>> START

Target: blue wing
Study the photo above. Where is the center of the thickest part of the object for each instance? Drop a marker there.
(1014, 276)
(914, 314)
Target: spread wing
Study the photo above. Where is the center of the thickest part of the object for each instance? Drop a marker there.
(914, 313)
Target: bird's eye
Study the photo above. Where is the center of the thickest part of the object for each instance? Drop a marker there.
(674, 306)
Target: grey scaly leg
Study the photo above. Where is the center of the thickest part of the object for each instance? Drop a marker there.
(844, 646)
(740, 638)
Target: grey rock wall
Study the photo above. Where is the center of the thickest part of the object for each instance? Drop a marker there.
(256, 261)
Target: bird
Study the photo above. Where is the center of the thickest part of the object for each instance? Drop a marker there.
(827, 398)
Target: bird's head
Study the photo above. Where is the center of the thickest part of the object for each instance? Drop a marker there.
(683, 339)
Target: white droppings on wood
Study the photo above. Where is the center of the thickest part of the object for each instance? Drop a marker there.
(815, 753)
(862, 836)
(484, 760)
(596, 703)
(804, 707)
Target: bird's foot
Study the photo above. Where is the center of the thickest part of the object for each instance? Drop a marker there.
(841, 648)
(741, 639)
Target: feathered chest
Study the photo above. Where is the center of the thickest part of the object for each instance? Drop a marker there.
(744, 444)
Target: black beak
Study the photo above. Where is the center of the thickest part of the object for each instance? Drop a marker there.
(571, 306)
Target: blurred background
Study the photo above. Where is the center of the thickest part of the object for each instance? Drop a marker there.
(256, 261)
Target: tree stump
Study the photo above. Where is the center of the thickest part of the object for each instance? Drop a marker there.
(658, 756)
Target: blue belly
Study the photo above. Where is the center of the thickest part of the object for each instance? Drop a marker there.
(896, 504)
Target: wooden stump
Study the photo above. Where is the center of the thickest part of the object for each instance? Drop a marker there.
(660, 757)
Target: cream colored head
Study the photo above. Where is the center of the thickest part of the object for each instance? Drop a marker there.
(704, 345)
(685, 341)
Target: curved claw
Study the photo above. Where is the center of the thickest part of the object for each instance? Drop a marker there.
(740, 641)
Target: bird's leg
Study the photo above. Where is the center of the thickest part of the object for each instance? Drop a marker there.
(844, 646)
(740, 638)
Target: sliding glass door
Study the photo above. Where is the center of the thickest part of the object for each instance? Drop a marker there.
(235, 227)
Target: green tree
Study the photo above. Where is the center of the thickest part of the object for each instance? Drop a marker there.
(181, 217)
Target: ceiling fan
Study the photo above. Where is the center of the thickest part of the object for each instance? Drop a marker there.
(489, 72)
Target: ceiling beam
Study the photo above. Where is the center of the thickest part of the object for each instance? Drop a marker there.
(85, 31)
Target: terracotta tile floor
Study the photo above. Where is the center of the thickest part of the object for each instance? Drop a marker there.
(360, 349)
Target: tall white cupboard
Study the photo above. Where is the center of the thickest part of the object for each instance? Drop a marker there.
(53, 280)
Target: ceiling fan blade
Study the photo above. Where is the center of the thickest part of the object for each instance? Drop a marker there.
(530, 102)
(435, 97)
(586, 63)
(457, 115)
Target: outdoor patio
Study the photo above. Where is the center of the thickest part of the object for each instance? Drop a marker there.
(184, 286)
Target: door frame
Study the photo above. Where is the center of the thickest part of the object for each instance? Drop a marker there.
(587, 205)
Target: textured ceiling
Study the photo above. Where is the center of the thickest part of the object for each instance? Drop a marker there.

>> END

Rewrite all of the records above, changing "thickest" to "widest" everywhere it occurs and leaving every other word as it stands.

● **OUTPUT OF THE TASK**
Target: blue wing
Study the photo above. Where is the center of the widest part of the object for each instance? Drop a marker there.
(1014, 276)
(914, 314)
Target: spread wing
Study the photo above. Where is the center of the widest part of the object for each instance? Drop a marker there.
(914, 313)
Target: bird's eye
Study the photo above. Where is the center of the widest part of the object for each instance? Drop a marker there.
(674, 306)
Target: grey scaly leg
Study the photo above. Where is the center of the widest part of the object for each instance? Drop a marker there.
(844, 646)
(740, 638)
Target: grey rock wall
Study the photo above. Where is the center of the widest part of the object for each instance? Drop a marker there.
(256, 261)
Target: bird
Study the photo above. Where is the center of the widest part of the object for each instance? Drop a marker there.
(827, 398)
Target: bird's head
Study the photo above. Where is the center of the widest part of the object for each instance? Drop a marker there.
(683, 339)
Target: white droppings on wood
Study the photo above. Where is the center of the widest part of the object for each instance? Drop a marker there.
(815, 753)
(862, 836)
(484, 760)
(596, 703)
(804, 707)
Target: bird's foot
Study the photo above. Where is the center of the widest part of the object for each instance? Drop a marker there.
(841, 648)
(741, 639)
Target: feathered chest
Study the photo above. Where is the center of the widest part of the object for each instance? Drop a marker there.
(744, 444)
Target: black beak
Study the photo above. Where is the center of the widest part of the object for each instance? Drop a marker there.
(571, 306)
Target: blurred background
Study the photo above. Where is the center of the widest part of the object for each instance? Drop a marker there.
(256, 261)
Target: tree stump
Study the photo above. Where is the center of the widest part of the object for each instance? Drop a marker there.
(658, 756)
Target: blue belly
Study the photo above. Where is the center of the widest part of the object for each instance? Drop a marker there.
(896, 504)
Target: wooden stump
Study the photo above. Where is the center of the widest part of the object for each instance? Drop a marker there.
(660, 757)
Target: cream colored head
Study the photo above. Where is the center of the widest part of the object for each instance? Drop a marker there.
(704, 345)
(685, 341)
Target: curved claw
Study the photo above. Where is the center of the widest part of the object for each instance? Drop a marker there.
(740, 641)
Target: bird's leg
Study the photo above. Where is the center of the widest part of the object for each instance? Drop a marker there.
(844, 646)
(740, 638)
Target: sliding glass door
Study the photo above. Where is the center of the widest part of the object for each instance? Drop a marker there.
(235, 227)
Target: green tree
Study the photo above. Where is the center of the widest part of the object for each instance? Drop a marker there.
(181, 217)
Target: ceiling fan
Study the photo above. Where is the center of the widest part of the object for each instance? Drop a marker there.
(489, 72)
Target: ceiling beam
Study the photo above. Where is the center of the widest part of the object for each instance? Drop a marker there.
(85, 31)
Target: terracotta tile floor
Study the photo above. Where is the center of the widest part of the object for each instance? Drop a marker there.
(360, 349)
Target: tall white cupboard
Study the photo above. Where is the center of the widest part of the object for each instance? Drop a marker there.
(53, 280)
Target: ceiling fan blade
Study the photo above. Where is the center of the widest part of the object for each instance? Drop a marker there.
(530, 102)
(435, 97)
(586, 63)
(457, 115)
Target: outdoor patio
Study the photo above. Where is the center of the widest part of the object for each instance? Drop a marker there.
(184, 286)
Target: door frame
Study the photo above. Where is the center of the widest part of the object for each instance? Drop a marker there.
(587, 205)
Target: textured ceiling
Study the photo above. Where is the center of the widest part of the object for each instance? Drop a marker there.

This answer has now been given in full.